> _Exercise instructions_:
Across the data below, how many lines have the word "background" in them? Give the number and nothing else.

> _Records from a collection_:
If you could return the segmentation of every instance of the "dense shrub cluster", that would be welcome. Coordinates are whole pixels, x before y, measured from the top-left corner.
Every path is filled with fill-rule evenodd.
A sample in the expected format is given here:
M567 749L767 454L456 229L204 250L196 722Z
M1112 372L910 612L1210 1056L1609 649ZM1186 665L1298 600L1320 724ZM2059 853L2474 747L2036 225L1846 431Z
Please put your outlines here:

...

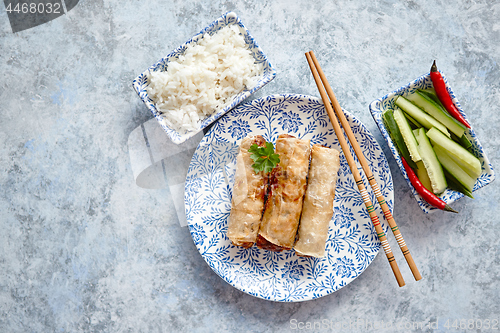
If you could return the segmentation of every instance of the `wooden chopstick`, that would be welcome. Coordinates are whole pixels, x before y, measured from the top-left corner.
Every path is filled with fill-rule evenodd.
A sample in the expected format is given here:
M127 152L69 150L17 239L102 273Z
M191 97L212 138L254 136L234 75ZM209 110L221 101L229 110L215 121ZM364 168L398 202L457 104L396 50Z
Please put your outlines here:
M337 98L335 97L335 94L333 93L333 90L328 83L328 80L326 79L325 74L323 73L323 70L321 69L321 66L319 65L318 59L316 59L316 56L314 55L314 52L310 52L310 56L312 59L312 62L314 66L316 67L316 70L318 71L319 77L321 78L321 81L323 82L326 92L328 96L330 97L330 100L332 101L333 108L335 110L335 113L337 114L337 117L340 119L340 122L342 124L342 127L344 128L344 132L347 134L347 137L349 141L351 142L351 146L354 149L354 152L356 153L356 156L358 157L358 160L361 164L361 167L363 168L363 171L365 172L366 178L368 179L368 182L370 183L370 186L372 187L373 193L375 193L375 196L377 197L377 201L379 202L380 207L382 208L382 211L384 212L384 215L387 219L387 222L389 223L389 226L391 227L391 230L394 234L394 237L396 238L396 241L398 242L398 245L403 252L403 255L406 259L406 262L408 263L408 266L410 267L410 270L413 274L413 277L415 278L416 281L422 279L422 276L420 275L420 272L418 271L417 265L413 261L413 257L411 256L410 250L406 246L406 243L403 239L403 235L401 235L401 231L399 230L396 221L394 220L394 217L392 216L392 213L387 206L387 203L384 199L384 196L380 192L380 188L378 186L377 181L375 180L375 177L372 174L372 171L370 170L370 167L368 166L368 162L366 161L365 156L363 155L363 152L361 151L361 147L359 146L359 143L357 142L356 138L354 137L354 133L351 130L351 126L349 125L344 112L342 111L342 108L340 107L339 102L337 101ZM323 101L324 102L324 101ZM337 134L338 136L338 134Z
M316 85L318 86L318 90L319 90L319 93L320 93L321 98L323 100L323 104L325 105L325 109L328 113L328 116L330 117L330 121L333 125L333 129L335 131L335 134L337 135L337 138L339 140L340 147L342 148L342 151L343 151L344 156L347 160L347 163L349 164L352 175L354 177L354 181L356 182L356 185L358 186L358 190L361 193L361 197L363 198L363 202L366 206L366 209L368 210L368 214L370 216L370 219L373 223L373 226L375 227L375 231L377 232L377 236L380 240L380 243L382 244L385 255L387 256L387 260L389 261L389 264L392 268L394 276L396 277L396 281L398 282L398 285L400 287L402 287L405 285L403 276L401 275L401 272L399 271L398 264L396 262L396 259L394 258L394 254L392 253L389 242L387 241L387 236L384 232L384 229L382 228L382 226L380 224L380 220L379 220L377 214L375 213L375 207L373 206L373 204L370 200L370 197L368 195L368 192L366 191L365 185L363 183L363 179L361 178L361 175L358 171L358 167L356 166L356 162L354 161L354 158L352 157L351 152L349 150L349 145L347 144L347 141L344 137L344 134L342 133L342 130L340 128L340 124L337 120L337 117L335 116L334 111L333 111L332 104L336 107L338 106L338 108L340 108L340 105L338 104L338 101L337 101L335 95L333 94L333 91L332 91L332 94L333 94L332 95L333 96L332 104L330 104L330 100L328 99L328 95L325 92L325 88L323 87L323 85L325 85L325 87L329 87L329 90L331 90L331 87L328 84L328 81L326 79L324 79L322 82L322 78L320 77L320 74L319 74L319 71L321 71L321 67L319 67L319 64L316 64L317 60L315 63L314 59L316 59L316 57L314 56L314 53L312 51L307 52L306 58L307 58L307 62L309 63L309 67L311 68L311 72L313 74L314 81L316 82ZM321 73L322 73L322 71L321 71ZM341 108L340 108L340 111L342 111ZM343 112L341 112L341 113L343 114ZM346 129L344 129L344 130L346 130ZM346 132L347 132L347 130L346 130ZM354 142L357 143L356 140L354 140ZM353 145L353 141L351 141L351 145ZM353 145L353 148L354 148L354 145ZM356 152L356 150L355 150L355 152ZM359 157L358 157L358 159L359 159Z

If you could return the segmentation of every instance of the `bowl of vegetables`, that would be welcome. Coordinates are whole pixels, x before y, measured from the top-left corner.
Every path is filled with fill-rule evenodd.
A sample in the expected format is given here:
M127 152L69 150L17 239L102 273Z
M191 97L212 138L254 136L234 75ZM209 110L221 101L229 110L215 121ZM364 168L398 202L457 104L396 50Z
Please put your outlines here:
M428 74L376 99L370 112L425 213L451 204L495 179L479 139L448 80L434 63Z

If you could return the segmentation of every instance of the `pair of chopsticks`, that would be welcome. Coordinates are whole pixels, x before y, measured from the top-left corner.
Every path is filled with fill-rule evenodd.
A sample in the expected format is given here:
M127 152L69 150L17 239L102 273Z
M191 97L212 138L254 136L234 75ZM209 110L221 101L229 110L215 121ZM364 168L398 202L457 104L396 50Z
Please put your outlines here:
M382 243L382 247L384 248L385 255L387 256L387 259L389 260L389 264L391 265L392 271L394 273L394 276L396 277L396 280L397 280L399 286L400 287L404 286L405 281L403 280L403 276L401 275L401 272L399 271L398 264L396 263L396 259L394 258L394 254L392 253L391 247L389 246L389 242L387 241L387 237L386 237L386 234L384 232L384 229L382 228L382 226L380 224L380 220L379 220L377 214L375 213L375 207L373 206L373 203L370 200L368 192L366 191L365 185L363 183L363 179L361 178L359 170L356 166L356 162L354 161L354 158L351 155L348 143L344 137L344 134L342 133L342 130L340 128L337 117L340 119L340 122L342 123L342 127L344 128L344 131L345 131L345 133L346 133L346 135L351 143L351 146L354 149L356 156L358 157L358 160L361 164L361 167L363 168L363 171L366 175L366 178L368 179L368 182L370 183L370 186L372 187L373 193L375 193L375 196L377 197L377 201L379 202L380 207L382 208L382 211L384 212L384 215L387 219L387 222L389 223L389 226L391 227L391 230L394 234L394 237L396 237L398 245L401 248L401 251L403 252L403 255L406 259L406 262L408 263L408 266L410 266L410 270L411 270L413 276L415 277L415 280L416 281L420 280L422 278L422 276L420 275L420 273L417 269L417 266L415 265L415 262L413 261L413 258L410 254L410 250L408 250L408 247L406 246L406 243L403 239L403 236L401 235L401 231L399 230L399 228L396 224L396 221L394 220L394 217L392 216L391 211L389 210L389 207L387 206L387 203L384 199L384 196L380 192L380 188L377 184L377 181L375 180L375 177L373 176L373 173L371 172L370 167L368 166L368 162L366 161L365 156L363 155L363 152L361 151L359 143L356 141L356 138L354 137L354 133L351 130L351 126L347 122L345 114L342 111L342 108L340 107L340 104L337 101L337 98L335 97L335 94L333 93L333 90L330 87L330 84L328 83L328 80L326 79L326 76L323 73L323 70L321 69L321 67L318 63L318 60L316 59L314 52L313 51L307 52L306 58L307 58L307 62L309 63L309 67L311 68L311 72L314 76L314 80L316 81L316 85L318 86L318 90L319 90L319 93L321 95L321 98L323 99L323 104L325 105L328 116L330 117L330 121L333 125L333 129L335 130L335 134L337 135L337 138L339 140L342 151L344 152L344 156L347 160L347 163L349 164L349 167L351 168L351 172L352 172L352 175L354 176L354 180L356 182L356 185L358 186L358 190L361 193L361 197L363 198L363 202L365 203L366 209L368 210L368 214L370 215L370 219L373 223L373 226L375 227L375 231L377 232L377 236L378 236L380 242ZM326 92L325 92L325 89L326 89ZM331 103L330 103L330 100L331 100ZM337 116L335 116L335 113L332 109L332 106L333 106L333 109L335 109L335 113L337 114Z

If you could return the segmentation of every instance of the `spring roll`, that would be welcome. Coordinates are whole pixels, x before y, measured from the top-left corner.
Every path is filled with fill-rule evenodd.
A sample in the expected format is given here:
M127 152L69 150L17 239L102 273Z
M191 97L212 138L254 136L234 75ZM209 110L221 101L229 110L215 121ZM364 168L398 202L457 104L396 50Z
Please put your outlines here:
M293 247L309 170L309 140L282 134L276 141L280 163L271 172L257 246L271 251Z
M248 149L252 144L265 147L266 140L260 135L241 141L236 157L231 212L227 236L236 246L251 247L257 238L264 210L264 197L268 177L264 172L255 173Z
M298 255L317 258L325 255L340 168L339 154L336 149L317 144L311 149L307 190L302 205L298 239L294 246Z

==

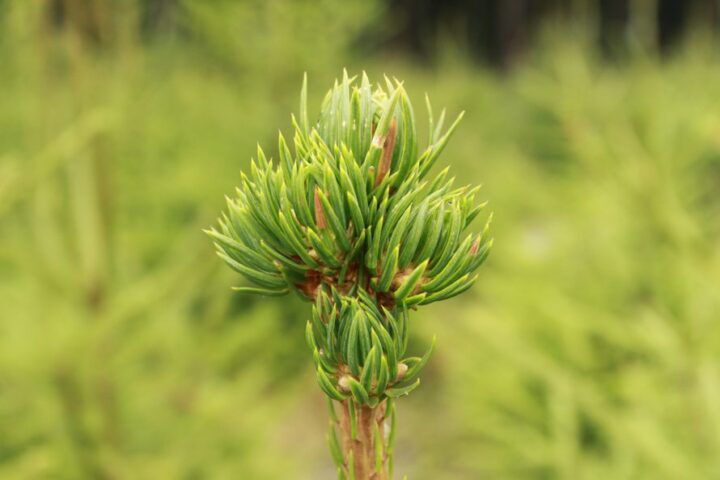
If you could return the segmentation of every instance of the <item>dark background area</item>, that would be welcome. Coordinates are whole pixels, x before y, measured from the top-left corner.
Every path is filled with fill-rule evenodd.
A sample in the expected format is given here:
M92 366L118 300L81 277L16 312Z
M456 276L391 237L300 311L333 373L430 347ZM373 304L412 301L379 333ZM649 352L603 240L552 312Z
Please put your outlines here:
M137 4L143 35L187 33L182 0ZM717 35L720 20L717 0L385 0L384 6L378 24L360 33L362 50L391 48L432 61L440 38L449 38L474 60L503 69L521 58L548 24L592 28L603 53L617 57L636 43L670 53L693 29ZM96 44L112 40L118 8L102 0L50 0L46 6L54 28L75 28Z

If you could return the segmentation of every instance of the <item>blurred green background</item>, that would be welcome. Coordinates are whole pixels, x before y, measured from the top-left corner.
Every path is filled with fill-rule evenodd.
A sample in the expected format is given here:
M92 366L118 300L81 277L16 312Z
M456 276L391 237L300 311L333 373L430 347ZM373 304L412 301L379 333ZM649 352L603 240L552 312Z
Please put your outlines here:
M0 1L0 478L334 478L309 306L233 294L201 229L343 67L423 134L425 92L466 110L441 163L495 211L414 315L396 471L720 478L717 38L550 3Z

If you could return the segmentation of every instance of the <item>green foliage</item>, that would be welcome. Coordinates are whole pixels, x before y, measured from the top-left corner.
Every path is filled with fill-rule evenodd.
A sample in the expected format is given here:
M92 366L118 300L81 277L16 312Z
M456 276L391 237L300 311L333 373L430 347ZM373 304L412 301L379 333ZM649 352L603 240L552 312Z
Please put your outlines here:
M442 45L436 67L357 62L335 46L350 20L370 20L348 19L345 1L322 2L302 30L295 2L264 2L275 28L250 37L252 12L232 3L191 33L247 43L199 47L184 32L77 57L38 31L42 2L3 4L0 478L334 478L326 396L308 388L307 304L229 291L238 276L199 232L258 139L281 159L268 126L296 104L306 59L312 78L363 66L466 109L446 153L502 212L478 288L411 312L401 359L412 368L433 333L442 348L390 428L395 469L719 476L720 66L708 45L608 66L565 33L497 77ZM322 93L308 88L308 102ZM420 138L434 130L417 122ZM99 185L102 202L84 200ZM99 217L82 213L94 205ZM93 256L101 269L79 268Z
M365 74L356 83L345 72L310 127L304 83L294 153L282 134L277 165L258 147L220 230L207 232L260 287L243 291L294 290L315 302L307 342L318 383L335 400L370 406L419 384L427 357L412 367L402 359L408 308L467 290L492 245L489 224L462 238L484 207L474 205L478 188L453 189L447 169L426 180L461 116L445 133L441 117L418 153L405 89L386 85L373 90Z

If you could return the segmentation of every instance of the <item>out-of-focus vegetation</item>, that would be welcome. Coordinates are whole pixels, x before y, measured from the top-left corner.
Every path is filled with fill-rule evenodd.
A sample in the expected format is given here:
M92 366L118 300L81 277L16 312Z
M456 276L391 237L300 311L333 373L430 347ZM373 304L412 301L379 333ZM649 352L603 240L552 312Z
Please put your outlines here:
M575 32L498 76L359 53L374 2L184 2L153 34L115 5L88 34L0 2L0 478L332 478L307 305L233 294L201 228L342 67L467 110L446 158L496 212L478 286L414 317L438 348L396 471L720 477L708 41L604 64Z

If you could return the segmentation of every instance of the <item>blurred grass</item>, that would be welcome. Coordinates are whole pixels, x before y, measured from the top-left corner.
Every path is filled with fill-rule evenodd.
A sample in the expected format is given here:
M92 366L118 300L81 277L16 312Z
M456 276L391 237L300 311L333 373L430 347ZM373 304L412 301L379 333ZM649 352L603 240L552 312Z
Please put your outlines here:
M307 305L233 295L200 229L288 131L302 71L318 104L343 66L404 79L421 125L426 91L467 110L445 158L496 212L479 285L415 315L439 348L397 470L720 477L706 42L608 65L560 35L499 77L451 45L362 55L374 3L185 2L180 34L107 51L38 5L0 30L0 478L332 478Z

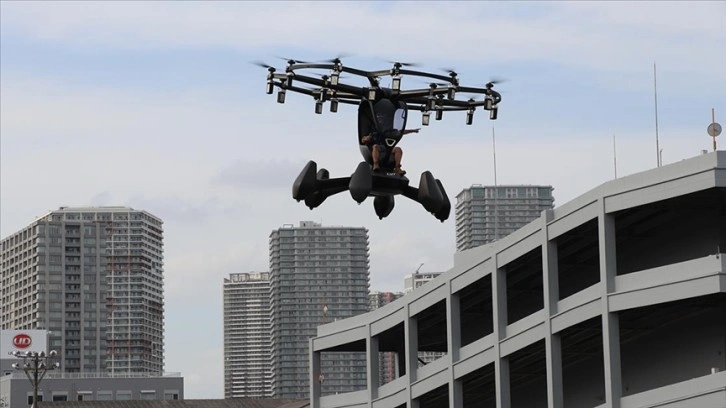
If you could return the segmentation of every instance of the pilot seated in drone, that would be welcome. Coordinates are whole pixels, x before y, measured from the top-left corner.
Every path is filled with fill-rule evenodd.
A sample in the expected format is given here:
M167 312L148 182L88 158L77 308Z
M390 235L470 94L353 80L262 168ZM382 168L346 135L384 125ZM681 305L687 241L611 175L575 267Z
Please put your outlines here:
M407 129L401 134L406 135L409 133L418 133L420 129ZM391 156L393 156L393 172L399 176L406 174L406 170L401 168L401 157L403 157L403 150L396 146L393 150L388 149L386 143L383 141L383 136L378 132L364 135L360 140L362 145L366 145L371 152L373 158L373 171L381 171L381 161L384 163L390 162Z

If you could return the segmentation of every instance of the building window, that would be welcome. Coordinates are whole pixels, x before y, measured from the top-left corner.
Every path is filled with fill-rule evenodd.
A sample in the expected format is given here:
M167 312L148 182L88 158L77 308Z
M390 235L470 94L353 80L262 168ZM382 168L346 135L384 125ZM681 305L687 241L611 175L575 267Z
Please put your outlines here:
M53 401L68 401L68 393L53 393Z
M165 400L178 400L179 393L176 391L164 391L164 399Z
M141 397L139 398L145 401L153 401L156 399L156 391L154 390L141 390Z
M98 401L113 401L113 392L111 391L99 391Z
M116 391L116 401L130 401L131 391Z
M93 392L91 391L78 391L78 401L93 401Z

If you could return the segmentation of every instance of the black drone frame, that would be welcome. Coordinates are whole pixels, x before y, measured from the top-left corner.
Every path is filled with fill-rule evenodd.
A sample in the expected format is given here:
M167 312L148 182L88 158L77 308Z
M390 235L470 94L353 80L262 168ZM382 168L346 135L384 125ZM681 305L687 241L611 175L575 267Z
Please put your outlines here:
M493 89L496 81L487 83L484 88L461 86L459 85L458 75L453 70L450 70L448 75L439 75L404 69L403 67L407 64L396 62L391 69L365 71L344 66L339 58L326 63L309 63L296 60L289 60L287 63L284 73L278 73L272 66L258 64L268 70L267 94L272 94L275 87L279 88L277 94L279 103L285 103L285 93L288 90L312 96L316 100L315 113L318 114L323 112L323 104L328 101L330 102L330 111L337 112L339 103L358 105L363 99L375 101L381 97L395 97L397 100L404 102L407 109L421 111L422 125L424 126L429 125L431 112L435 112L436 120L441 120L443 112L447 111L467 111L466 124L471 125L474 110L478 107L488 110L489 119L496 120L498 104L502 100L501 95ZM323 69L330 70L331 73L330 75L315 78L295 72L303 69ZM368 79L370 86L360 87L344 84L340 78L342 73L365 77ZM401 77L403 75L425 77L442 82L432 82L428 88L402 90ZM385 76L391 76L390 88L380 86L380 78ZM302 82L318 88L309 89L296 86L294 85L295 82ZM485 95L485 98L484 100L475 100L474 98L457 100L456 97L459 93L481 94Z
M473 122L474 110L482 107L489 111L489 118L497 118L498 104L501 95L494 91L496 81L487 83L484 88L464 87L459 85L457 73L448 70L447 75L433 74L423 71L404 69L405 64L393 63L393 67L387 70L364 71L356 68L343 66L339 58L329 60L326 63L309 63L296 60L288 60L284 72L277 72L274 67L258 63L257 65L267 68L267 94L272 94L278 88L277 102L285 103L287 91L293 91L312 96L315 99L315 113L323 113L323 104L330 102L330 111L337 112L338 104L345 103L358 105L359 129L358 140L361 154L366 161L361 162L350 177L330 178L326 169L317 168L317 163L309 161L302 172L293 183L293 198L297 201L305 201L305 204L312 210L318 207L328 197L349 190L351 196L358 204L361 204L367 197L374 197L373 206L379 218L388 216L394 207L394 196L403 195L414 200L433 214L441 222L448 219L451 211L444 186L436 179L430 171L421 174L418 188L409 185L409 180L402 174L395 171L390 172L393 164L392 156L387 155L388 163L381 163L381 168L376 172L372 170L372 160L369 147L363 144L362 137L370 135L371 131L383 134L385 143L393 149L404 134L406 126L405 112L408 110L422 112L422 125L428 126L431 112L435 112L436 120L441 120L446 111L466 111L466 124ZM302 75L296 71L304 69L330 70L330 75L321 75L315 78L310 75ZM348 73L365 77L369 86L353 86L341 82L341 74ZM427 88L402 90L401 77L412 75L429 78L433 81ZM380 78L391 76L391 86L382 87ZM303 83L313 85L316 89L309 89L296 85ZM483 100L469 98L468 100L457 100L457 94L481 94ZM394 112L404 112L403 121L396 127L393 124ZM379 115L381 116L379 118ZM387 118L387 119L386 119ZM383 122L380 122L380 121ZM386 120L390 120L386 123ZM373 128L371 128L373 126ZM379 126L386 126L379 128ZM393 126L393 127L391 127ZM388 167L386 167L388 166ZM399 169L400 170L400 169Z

> _Expected output_:
2